(Brief) Of all the lines below, output only those starting at the one with "Target phrase = horse's back" and ending at the one with "Target phrase = sun glow behind cloud", both ends included, exactly as written.

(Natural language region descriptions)
Segment Open
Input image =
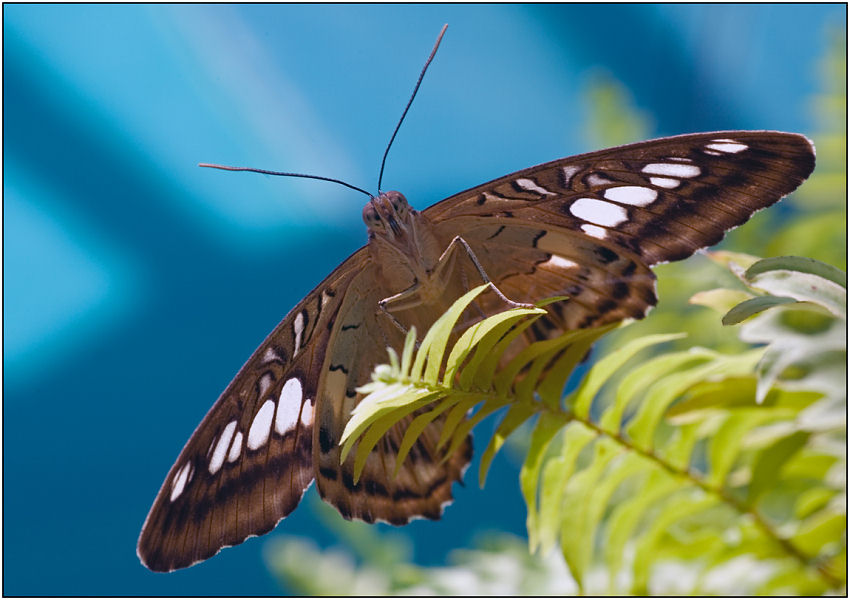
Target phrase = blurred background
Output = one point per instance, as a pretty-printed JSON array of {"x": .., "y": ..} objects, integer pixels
[{"x": 136, "y": 284}]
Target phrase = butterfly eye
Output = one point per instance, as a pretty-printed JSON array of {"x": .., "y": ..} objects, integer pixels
[
  {"x": 399, "y": 203},
  {"x": 371, "y": 218}
]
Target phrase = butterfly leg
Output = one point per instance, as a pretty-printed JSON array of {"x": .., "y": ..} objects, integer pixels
[{"x": 446, "y": 260}]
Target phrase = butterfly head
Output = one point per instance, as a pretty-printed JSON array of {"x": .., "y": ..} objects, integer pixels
[{"x": 389, "y": 216}]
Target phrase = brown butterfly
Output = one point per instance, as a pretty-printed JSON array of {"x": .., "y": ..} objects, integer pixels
[{"x": 586, "y": 227}]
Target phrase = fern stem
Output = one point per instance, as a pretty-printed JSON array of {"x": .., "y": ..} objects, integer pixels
[{"x": 723, "y": 494}]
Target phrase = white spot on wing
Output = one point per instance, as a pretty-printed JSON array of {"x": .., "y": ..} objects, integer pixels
[
  {"x": 632, "y": 194},
  {"x": 594, "y": 231},
  {"x": 235, "y": 448},
  {"x": 560, "y": 262},
  {"x": 730, "y": 146},
  {"x": 665, "y": 182},
  {"x": 180, "y": 481},
  {"x": 221, "y": 448},
  {"x": 288, "y": 406},
  {"x": 531, "y": 186},
  {"x": 599, "y": 212},
  {"x": 261, "y": 426},
  {"x": 298, "y": 330},
  {"x": 671, "y": 170},
  {"x": 270, "y": 355}
]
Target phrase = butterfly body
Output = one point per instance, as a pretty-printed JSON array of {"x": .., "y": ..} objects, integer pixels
[{"x": 585, "y": 228}]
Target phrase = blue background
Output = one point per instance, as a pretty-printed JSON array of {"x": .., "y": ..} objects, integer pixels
[{"x": 136, "y": 284}]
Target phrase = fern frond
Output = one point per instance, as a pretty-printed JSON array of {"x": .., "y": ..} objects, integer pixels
[{"x": 641, "y": 463}]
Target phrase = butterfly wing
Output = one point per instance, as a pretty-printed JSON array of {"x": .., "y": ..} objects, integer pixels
[
  {"x": 423, "y": 484},
  {"x": 588, "y": 226},
  {"x": 249, "y": 462}
]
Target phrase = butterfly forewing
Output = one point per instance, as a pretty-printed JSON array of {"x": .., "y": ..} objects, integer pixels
[
  {"x": 589, "y": 225},
  {"x": 250, "y": 460},
  {"x": 661, "y": 200}
]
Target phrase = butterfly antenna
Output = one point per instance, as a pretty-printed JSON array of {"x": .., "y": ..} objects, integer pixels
[
  {"x": 279, "y": 174},
  {"x": 409, "y": 102}
]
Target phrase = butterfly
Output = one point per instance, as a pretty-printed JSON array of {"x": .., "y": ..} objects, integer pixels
[{"x": 586, "y": 228}]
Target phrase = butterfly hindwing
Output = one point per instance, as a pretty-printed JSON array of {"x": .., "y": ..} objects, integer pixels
[{"x": 250, "y": 460}]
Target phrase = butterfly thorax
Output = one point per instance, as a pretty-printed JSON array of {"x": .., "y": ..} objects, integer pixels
[{"x": 401, "y": 241}]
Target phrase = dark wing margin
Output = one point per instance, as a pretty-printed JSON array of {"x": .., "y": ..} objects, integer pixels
[{"x": 249, "y": 462}]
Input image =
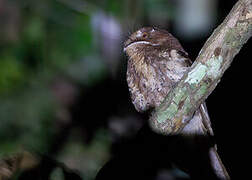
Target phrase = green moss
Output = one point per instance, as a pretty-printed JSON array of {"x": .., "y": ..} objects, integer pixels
[
  {"x": 197, "y": 74},
  {"x": 214, "y": 65},
  {"x": 180, "y": 95},
  {"x": 201, "y": 91},
  {"x": 169, "y": 113}
]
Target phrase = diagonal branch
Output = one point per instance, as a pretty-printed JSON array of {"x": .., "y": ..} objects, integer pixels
[{"x": 213, "y": 60}]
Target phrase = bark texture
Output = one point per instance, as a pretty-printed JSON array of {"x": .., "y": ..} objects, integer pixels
[{"x": 202, "y": 78}]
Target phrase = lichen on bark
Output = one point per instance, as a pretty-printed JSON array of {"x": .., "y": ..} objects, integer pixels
[{"x": 214, "y": 58}]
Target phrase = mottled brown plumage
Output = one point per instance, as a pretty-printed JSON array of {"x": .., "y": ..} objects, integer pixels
[{"x": 156, "y": 63}]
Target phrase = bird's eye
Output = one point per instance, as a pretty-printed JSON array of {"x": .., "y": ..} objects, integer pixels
[{"x": 145, "y": 35}]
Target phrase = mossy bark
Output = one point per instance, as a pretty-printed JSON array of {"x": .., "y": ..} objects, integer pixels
[{"x": 213, "y": 60}]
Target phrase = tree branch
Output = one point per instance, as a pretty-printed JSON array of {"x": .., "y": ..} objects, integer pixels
[{"x": 213, "y": 60}]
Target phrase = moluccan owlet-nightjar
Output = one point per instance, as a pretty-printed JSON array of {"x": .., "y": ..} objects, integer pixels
[{"x": 156, "y": 63}]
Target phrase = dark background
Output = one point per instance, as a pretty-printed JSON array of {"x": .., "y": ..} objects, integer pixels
[{"x": 64, "y": 101}]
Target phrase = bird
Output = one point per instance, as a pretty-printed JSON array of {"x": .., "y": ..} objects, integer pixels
[{"x": 156, "y": 63}]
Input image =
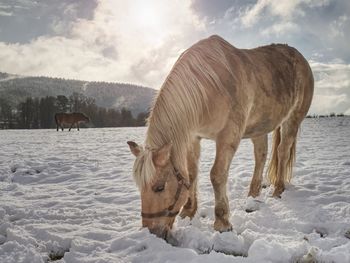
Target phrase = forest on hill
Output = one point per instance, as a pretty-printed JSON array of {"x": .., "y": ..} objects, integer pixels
[{"x": 38, "y": 113}]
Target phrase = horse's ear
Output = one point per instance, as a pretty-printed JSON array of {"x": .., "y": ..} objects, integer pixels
[
  {"x": 134, "y": 148},
  {"x": 162, "y": 156}
]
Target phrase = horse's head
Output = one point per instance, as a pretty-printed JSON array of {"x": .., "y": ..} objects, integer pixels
[
  {"x": 163, "y": 189},
  {"x": 86, "y": 118}
]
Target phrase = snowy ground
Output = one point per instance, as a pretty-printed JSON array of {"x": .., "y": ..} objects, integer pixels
[{"x": 69, "y": 197}]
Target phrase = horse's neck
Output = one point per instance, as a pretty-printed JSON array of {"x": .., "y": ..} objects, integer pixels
[{"x": 157, "y": 136}]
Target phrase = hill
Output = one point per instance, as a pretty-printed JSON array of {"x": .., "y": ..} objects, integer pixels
[{"x": 15, "y": 89}]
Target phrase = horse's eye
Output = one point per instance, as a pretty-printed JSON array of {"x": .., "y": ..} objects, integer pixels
[{"x": 158, "y": 188}]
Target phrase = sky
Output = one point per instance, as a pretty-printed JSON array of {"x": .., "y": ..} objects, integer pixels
[{"x": 138, "y": 41}]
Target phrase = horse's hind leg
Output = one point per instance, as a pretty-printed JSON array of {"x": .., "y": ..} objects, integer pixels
[
  {"x": 285, "y": 154},
  {"x": 260, "y": 153},
  {"x": 190, "y": 207}
]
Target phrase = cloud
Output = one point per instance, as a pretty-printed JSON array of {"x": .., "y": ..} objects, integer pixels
[
  {"x": 332, "y": 87},
  {"x": 137, "y": 43}
]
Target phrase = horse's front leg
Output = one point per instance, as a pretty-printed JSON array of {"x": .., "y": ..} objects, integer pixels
[
  {"x": 226, "y": 146},
  {"x": 190, "y": 207},
  {"x": 260, "y": 154}
]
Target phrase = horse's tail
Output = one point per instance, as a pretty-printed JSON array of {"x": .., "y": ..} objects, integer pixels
[
  {"x": 272, "y": 168},
  {"x": 56, "y": 119}
]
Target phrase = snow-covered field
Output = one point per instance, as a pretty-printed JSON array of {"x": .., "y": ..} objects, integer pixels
[{"x": 70, "y": 197}]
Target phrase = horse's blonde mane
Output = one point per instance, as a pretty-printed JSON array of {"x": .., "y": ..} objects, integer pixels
[{"x": 181, "y": 104}]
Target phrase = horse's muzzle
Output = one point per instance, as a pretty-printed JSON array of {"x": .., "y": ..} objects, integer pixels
[{"x": 161, "y": 232}]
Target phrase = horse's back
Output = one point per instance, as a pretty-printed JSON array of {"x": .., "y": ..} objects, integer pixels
[{"x": 264, "y": 84}]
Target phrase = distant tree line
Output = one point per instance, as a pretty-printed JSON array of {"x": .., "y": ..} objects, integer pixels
[
  {"x": 331, "y": 115},
  {"x": 38, "y": 113}
]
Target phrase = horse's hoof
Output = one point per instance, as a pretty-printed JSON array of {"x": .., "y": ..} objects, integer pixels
[
  {"x": 184, "y": 213},
  {"x": 278, "y": 193},
  {"x": 219, "y": 226},
  {"x": 252, "y": 204}
]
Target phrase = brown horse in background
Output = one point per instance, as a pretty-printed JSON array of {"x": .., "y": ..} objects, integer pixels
[
  {"x": 71, "y": 119},
  {"x": 225, "y": 94}
]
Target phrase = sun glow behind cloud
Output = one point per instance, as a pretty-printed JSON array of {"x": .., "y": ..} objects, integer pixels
[{"x": 139, "y": 41}]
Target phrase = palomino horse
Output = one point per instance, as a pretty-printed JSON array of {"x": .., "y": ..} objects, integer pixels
[
  {"x": 70, "y": 119},
  {"x": 219, "y": 92}
]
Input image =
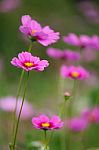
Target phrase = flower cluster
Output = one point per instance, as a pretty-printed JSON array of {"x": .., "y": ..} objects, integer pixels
[
  {"x": 82, "y": 41},
  {"x": 7, "y": 104},
  {"x": 28, "y": 62},
  {"x": 32, "y": 29},
  {"x": 76, "y": 124},
  {"x": 66, "y": 54},
  {"x": 74, "y": 72}
]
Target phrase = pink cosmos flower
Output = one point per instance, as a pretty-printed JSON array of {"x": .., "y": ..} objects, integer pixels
[
  {"x": 91, "y": 115},
  {"x": 76, "y": 124},
  {"x": 44, "y": 123},
  {"x": 66, "y": 54},
  {"x": 32, "y": 29},
  {"x": 74, "y": 72},
  {"x": 89, "y": 55},
  {"x": 82, "y": 40},
  {"x": 8, "y": 104},
  {"x": 8, "y": 5},
  {"x": 28, "y": 62}
]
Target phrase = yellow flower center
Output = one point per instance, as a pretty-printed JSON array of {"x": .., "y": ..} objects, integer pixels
[
  {"x": 33, "y": 31},
  {"x": 28, "y": 64},
  {"x": 45, "y": 124},
  {"x": 75, "y": 74}
]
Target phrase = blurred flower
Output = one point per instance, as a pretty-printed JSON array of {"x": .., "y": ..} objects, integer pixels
[
  {"x": 66, "y": 54},
  {"x": 44, "y": 123},
  {"x": 89, "y": 55},
  {"x": 8, "y": 5},
  {"x": 89, "y": 10},
  {"x": 35, "y": 32},
  {"x": 76, "y": 124},
  {"x": 74, "y": 72},
  {"x": 82, "y": 41},
  {"x": 91, "y": 115},
  {"x": 67, "y": 96},
  {"x": 8, "y": 104},
  {"x": 28, "y": 62}
]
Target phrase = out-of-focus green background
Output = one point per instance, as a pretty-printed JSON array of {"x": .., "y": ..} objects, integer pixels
[{"x": 64, "y": 16}]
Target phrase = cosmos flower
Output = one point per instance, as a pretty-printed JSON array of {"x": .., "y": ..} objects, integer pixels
[
  {"x": 28, "y": 62},
  {"x": 76, "y": 124},
  {"x": 8, "y": 5},
  {"x": 44, "y": 123},
  {"x": 74, "y": 72},
  {"x": 66, "y": 54},
  {"x": 32, "y": 29},
  {"x": 91, "y": 115},
  {"x": 8, "y": 104}
]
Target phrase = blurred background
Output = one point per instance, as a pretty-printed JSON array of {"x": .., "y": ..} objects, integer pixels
[{"x": 65, "y": 16}]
Segment Closed
(Result of the exercise)
Target phrase = horse's back
Output = one point per instance, as a pretty-printed JSON array of {"x": .., "y": ..} objects, integer pixels
[{"x": 264, "y": 84}]
Target phrase = distant tree line
Output = one point per instance, as a pretty-printed JSON array of {"x": .., "y": ..} objects, integer pixels
[
  {"x": 331, "y": 115},
  {"x": 38, "y": 113}
]
Target phrase = horse's hoof
Output = one point per instance, as a pretty-printed JSON array of {"x": .., "y": ..} objects, integer pixels
[
  {"x": 184, "y": 213},
  {"x": 278, "y": 193},
  {"x": 219, "y": 226},
  {"x": 252, "y": 204}
]
Target phrase = brown horse in background
Output = one point per instance, as a pretty-printed JSON array of {"x": .., "y": ..} objects, integer pixels
[
  {"x": 71, "y": 119},
  {"x": 225, "y": 94}
]
Target phrase = sun glow behind cloud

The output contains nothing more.